-- BRIEF --
Reproduce the data below with every occurrence of "tight rectangular box" switched to "close-fitting rectangle" and everything else unchanged, leaving the pictures out of the output.

——————————

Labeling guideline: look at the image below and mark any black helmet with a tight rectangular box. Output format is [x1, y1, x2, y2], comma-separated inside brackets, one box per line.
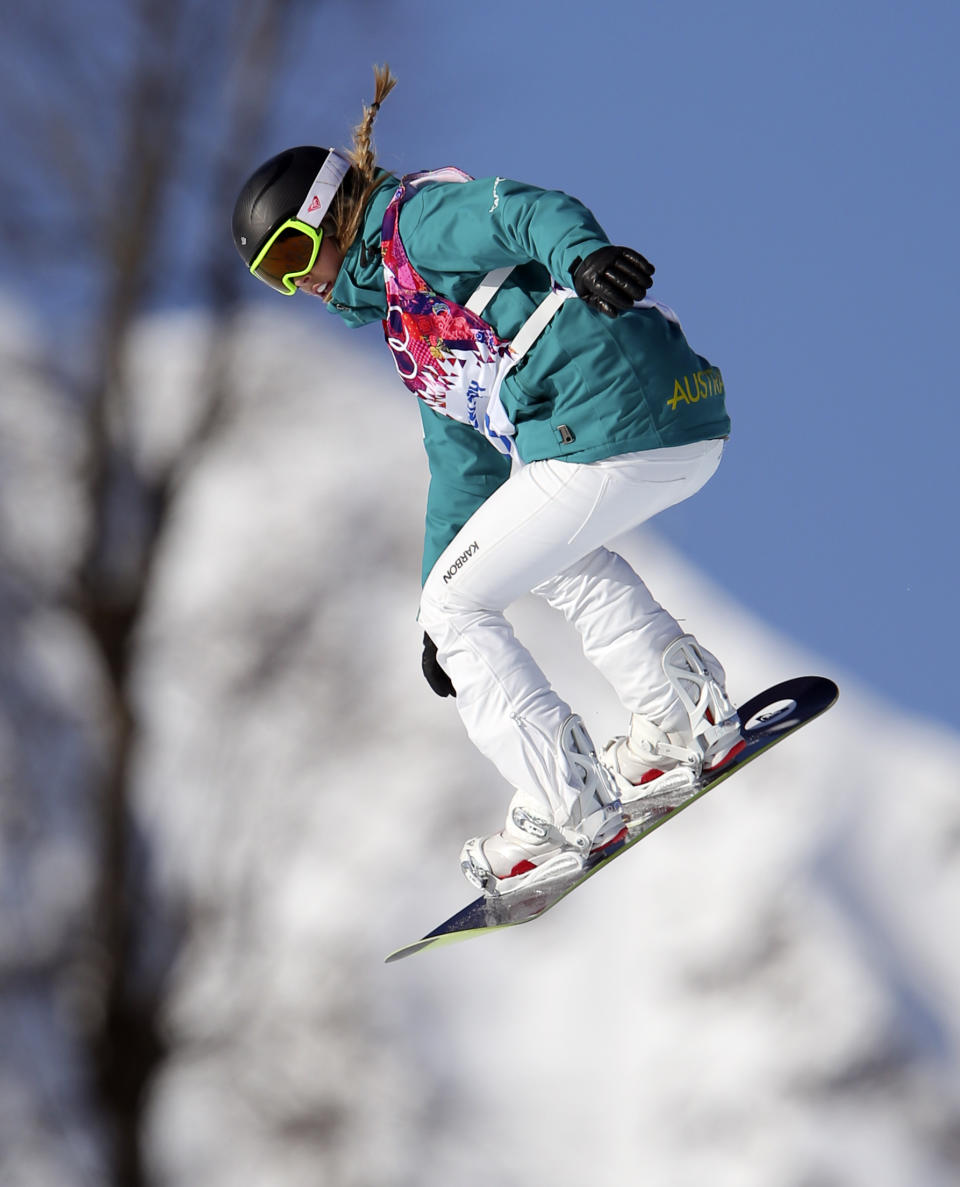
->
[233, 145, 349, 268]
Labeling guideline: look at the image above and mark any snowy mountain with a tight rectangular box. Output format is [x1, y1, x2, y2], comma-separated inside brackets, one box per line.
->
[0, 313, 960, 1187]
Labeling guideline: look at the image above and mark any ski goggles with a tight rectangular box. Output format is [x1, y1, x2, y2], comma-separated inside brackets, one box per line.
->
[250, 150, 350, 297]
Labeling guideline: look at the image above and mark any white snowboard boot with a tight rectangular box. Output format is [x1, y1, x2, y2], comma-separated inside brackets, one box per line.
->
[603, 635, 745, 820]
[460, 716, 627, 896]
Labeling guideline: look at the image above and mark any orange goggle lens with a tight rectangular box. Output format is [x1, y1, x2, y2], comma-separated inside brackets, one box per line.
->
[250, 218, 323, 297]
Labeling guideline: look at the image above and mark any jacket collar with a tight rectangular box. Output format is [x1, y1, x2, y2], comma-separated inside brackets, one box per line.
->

——————————

-- SOLUTION TO THE PROBLEM --
Labeling guideline: look at the image below and mark any black helmet with a close-fitting rectangle. Output format is [x1, y1, x2, y2], comma-separated inside brackets, one box per line.
->
[233, 145, 349, 268]
Labeling guideline: look at the image above and mark any snowy mountain with a close-fitting rectangle. Output format is [x1, y1, x2, y2], comma-separated inside brackets, one box per line.
->
[0, 313, 960, 1187]
Labeling guideline: look at the image above and mark any ski goggles with a close-fitting rectangle. Output format is [x1, y1, x2, y2], comma-separated inside brackets, one box per line.
->
[250, 150, 350, 297]
Labeling guideline: look at the image above and mark any white snowboard boot with a close-fitting rectangle. Output format is [x1, y1, x2, y2], comma-separated inside brackets, one box per line.
->
[603, 635, 745, 820]
[460, 716, 627, 896]
Labeling guideline: look at the image above and mark any orange goggle lens with a close-fitting rectangle. Output format is [x1, y1, x2, y2], comma-separated inside brackets, one box per line.
->
[250, 218, 323, 297]
Labeling guideline: look at the image above and mark any jacket collar with a close-fitting rectangle. Output format is [x1, y1, x2, y2], comma-separated inside brackets, one box per line.
->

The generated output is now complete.